[Dataset entries]
BEGIN
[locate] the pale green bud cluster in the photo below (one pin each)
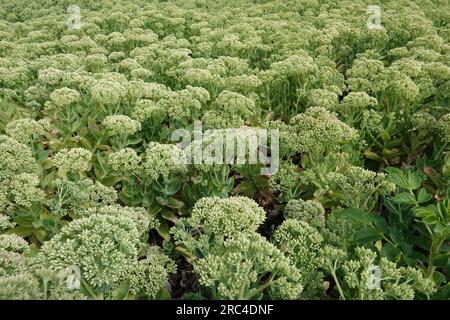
(309, 211)
(25, 130)
(227, 216)
(75, 159)
(64, 97)
(162, 160)
(124, 160)
(121, 125)
(103, 246)
(234, 268)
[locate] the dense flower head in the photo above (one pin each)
(108, 92)
(357, 101)
(51, 76)
(75, 159)
(146, 109)
(301, 243)
(25, 130)
(64, 97)
(162, 160)
(396, 282)
(125, 160)
(121, 125)
(323, 98)
(91, 178)
(16, 158)
(150, 274)
(227, 216)
(309, 211)
(240, 261)
(102, 246)
(318, 128)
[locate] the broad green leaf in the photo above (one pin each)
(390, 252)
(405, 198)
(368, 235)
(121, 291)
(357, 215)
(424, 196)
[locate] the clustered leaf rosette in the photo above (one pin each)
(233, 269)
(370, 278)
(162, 160)
(222, 234)
(317, 131)
(301, 243)
(102, 246)
(74, 160)
(19, 183)
(87, 116)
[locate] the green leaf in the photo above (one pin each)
(390, 252)
(395, 235)
(357, 215)
(163, 230)
(441, 260)
(169, 215)
(439, 277)
(163, 294)
(405, 198)
(246, 188)
(397, 177)
(424, 196)
(379, 222)
(368, 235)
(121, 292)
(414, 179)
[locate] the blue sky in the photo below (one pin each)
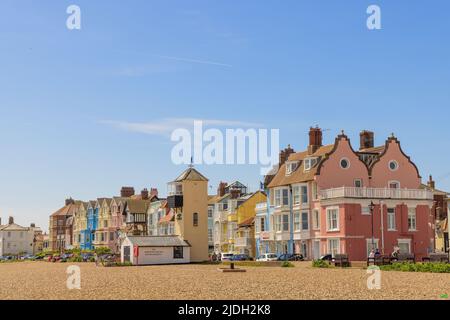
(286, 65)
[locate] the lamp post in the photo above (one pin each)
(372, 207)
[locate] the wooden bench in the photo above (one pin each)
(341, 260)
(437, 257)
(379, 261)
(404, 257)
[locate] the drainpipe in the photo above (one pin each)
(382, 226)
(291, 222)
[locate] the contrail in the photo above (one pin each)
(196, 61)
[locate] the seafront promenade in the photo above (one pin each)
(40, 280)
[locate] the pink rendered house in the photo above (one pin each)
(320, 201)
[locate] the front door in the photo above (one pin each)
(126, 254)
(317, 250)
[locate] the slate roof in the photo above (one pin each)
(190, 174)
(158, 241)
(299, 175)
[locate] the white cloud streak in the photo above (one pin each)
(165, 127)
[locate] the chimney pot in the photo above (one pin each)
(367, 140)
(127, 192)
(221, 189)
(284, 154)
(144, 194)
(315, 139)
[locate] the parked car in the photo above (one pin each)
(226, 256)
(327, 257)
(241, 257)
(27, 257)
(268, 257)
(87, 256)
(291, 257)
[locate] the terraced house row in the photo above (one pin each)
(327, 199)
(331, 199)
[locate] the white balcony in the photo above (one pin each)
(242, 242)
(261, 206)
(376, 193)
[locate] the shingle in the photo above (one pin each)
(159, 241)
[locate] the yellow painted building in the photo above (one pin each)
(188, 198)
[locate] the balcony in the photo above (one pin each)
(221, 216)
(261, 206)
(242, 242)
(376, 193)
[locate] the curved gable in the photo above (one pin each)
(407, 173)
(330, 174)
END
▸ **Work required**:
An exact restatement of every record is required. Omit the images.

▸ **Written solution**:
[locate] the pale green bud cluster in the photo below (one pin each)
(309, 211)
(25, 130)
(227, 216)
(75, 159)
(64, 97)
(162, 160)
(124, 160)
(121, 125)
(103, 246)
(234, 268)
[locate] the dense flower head in the photo above (one pin each)
(108, 92)
(357, 101)
(51, 76)
(75, 159)
(146, 109)
(301, 243)
(25, 130)
(64, 97)
(162, 160)
(396, 282)
(125, 160)
(121, 125)
(323, 98)
(91, 178)
(16, 158)
(150, 274)
(227, 216)
(309, 211)
(240, 261)
(102, 246)
(318, 128)
[locate] the broad green leaf in the photo above (one pin each)
(390, 252)
(405, 198)
(368, 235)
(121, 291)
(357, 215)
(424, 196)
[locate] the clustered leaf rosette in the photo above (one pin each)
(233, 269)
(370, 278)
(162, 160)
(222, 234)
(317, 131)
(301, 243)
(102, 246)
(74, 160)
(19, 183)
(87, 116)
[locate] the green leaf in the photo above (one pin each)
(390, 252)
(395, 235)
(357, 215)
(163, 230)
(441, 260)
(169, 215)
(439, 277)
(163, 294)
(405, 198)
(246, 188)
(397, 177)
(424, 196)
(379, 222)
(368, 235)
(121, 292)
(414, 179)
[locate] the blue sky in the photo below (one pin each)
(286, 65)
[locate] the lamp post in the photo above (one pin each)
(372, 207)
[locate] the wooden bench in the photo above (one pin each)
(341, 260)
(437, 257)
(379, 261)
(404, 257)
[locate] the drainpipe in the photo above (one pin each)
(382, 226)
(291, 222)
[locate] the contrail in the photo above (one pin each)
(196, 61)
[locate] the seafront promenade in the photo above (one pin each)
(40, 280)
[locate] the pink rendered house in the photo above (one pin each)
(320, 201)
[locate] the front door in the photo above (one pin each)
(126, 254)
(317, 250)
[locate] the slate roof in the photo above (one pin each)
(190, 174)
(158, 241)
(299, 175)
[locate] the white cloud streak in the photo above (one pin each)
(165, 127)
[locate] the chimney pot in the photo above (one pin each)
(367, 140)
(127, 192)
(221, 189)
(284, 154)
(144, 194)
(315, 139)
[locate] the parked car in the photo above (one pin each)
(226, 256)
(327, 257)
(241, 257)
(27, 257)
(268, 257)
(87, 256)
(291, 257)
[locate] the terraced house row in the photo above (one pin each)
(327, 199)
(331, 199)
[locate] the white balcony in the photo above (one pin each)
(242, 242)
(261, 206)
(376, 193)
[locate] the shingle in the photo above (one pin each)
(159, 241)
[locate] the yellow painted building in the photo above (one pin each)
(188, 198)
[locate] the balcony in the photo above (one pin each)
(221, 216)
(261, 206)
(242, 242)
(376, 193)
[locate] the curved gable in the photo above (one pin each)
(407, 173)
(330, 174)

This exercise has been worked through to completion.